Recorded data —
..........
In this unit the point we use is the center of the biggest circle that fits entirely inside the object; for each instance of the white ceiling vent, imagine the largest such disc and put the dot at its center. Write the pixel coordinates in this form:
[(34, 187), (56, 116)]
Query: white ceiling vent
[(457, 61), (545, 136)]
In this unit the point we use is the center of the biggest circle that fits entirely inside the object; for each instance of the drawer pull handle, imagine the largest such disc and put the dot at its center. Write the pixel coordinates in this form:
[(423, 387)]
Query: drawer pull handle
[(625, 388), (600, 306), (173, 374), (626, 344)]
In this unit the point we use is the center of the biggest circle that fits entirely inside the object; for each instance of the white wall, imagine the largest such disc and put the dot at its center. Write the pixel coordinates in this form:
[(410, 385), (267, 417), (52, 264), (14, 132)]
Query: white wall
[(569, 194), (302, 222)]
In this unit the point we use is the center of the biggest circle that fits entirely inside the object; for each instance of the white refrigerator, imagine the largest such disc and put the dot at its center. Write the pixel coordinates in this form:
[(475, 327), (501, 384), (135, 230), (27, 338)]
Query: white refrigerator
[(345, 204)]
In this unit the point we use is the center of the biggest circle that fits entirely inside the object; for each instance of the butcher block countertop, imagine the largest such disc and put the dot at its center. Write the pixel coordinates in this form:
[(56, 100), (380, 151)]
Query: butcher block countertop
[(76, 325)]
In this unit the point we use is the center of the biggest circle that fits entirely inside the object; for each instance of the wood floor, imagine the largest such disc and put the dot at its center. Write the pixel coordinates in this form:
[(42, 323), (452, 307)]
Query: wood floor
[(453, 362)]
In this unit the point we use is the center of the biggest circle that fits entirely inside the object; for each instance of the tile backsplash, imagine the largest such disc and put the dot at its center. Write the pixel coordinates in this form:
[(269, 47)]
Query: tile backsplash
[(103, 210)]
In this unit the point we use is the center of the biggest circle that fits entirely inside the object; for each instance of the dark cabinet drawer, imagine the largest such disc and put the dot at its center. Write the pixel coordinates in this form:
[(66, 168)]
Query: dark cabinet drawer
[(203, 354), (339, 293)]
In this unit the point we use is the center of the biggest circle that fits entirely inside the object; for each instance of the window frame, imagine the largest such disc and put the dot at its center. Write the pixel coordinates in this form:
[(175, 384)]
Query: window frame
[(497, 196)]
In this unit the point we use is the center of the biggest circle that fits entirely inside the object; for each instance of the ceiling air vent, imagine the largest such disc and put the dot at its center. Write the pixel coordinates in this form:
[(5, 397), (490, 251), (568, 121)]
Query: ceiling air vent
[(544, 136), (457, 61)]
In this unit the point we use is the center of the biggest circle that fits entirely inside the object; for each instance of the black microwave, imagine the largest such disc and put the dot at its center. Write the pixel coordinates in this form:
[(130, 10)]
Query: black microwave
..........
Exercise instructions —
Rescale the data from its first line through the line containing "[(569, 194), (302, 222)]", both ends included, and write all of those lines out again with the requests. Multiply every coordinate in the answers by 2.35 and round each to a whole number, halves up, but leave the sample coordinates in the requests unchanged.

Exercise response —
In this unit the point we use is the center of the biggest circle that fits entirely inside the object; for each instance of the white ceiling vent, imagine the largest such disc and put the dot at its center. Write the pixel coordinates in this form:
[(34, 187), (56, 116)]
Query: white ceiling vent
[(1074, 143), (1281, 320)]
In this unit the point we use is the center of the biggest circle that fits entirely inside the object; for each instance of the drawer pull handle, imagine the largest such disc and put the dot at its center. Write the pixel coordinates in this form:
[(423, 387)]
Query: drawer pull handle
[(1469, 912), (1410, 719), (407, 879), (1471, 808)]
In this unit the point we use is the center of the biggest circle that fits entirely inside the object; for each instance of the white wall, imagine the largest such disc and put the dot at its center. Write the pixel coordinates in this form:
[(410, 385), (267, 417), (52, 264), (14, 132)]
Query: white wall
[(1337, 456), (710, 522)]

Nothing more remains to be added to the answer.